[Raw records]
— START —

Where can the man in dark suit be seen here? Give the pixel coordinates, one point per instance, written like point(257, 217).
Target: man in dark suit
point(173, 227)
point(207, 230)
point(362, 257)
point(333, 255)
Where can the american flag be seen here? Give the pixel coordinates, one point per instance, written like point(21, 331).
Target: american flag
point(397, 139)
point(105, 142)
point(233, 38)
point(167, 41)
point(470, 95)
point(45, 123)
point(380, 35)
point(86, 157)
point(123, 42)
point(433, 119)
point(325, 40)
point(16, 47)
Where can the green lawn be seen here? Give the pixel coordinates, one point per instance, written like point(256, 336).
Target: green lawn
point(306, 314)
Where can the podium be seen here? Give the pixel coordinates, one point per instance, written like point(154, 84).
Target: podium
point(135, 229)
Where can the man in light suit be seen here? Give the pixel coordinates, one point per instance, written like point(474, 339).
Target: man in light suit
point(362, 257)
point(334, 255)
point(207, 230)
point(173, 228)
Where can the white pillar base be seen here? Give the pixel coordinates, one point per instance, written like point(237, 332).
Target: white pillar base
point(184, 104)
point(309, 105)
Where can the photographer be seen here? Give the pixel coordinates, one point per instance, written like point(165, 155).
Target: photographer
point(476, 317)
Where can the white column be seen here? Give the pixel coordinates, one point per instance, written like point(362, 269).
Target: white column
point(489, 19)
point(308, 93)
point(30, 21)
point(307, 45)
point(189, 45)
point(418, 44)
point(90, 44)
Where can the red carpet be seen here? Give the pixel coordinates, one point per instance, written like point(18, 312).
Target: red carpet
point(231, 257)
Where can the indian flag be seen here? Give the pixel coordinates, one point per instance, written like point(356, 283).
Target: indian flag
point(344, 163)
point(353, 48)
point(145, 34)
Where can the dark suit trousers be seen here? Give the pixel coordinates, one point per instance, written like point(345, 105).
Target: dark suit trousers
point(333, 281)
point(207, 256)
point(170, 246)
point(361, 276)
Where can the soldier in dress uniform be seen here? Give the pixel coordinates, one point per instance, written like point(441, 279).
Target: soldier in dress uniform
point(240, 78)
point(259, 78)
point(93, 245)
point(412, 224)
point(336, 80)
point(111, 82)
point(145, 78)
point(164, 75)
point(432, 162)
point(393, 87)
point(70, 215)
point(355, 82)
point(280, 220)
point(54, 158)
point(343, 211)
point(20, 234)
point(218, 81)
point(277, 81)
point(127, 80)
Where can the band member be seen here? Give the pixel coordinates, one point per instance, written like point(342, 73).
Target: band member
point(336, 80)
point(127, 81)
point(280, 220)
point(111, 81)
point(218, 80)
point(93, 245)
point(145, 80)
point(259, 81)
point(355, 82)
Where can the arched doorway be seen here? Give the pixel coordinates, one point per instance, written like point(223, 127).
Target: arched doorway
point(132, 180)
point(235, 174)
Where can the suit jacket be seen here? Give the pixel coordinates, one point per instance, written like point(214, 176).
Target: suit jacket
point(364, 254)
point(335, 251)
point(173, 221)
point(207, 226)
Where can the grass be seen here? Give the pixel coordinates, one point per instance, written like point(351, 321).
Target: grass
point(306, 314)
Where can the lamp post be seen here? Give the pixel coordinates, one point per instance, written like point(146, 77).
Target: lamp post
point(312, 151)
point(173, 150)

— END —
— START —

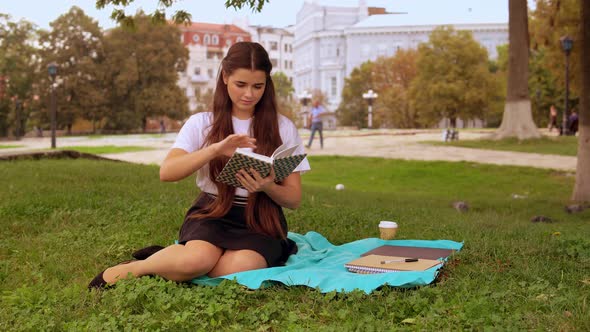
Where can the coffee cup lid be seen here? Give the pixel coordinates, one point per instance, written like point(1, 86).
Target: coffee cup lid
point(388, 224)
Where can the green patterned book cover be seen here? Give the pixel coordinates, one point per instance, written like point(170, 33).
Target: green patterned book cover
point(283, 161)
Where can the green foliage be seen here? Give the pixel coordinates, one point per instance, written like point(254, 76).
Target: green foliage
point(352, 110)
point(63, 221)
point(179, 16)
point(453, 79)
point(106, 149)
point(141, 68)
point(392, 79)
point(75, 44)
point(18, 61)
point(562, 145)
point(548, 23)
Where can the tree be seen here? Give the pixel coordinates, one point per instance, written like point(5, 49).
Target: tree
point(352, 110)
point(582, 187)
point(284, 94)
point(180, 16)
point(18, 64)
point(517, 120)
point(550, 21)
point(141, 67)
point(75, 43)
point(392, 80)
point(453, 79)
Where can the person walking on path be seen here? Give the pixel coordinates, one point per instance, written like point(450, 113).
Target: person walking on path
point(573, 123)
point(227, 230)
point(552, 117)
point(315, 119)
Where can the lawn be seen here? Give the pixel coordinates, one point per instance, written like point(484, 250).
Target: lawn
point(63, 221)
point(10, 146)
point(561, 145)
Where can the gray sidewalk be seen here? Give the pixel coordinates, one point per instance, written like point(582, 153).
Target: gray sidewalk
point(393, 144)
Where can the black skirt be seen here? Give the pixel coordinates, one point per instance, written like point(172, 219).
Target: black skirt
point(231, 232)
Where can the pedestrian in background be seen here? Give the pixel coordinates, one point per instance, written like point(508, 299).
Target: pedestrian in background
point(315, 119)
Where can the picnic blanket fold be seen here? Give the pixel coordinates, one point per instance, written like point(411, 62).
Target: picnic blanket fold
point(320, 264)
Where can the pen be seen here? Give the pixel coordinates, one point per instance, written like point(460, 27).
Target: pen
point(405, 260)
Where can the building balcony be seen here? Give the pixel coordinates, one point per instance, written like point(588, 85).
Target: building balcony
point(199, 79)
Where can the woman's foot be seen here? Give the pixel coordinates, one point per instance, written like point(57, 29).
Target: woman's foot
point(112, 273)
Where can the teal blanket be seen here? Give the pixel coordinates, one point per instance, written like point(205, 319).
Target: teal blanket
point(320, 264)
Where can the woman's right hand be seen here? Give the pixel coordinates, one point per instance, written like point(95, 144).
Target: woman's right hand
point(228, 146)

— END —
— START —

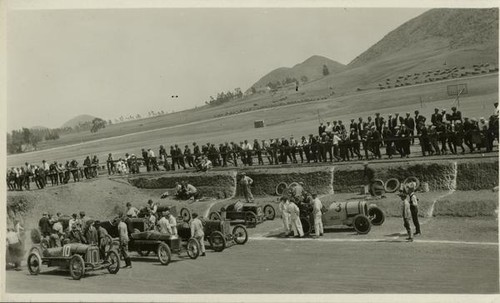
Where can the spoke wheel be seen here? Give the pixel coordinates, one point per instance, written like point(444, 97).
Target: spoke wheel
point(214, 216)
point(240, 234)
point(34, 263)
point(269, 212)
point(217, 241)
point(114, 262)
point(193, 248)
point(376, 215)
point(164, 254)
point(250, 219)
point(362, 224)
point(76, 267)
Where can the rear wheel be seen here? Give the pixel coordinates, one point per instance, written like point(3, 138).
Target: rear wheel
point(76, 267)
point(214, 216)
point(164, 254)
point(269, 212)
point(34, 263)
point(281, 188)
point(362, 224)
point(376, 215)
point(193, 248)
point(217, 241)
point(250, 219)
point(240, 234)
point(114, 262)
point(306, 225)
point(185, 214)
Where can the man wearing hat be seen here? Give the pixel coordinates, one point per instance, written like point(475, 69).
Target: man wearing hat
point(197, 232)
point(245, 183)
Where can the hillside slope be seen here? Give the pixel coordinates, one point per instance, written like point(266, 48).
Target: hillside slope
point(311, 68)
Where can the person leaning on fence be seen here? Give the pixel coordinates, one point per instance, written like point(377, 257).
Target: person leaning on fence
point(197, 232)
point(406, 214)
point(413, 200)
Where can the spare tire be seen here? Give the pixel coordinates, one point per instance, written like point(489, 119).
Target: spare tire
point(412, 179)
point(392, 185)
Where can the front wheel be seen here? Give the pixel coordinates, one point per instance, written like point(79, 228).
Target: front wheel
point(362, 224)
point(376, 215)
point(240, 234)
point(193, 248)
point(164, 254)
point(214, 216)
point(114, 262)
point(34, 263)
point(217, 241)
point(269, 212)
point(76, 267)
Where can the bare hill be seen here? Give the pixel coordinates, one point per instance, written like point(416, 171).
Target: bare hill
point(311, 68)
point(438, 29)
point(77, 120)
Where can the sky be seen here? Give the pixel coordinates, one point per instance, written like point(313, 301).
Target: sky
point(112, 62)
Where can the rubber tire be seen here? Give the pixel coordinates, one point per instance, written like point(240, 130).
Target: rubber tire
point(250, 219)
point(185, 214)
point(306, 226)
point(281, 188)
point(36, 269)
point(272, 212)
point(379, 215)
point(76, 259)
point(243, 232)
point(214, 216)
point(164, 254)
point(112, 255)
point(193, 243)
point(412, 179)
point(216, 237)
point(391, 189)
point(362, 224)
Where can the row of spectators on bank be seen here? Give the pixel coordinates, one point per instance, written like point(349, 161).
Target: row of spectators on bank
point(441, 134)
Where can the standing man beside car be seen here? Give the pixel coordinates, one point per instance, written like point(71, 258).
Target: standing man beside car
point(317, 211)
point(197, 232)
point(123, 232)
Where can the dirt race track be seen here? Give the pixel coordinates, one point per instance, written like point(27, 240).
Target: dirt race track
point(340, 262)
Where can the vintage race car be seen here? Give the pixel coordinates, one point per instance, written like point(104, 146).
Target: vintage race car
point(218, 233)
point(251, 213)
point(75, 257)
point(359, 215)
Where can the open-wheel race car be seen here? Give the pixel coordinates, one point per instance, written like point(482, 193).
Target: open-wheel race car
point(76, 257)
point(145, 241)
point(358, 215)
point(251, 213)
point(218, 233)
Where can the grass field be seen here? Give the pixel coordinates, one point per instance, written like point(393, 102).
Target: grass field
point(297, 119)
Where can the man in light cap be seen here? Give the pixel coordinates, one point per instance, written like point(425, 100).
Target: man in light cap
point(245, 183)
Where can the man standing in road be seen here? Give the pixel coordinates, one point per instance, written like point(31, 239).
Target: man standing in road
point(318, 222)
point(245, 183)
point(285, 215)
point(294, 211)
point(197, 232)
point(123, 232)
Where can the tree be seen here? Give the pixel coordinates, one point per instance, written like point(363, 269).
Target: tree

— END —

Extract every line above that contains the word "foliage", matching case exactly.

Where can the green foliage be seen here? Give the pixel coordinates, one point per instance, written like point(254, 76).
Target: green foliage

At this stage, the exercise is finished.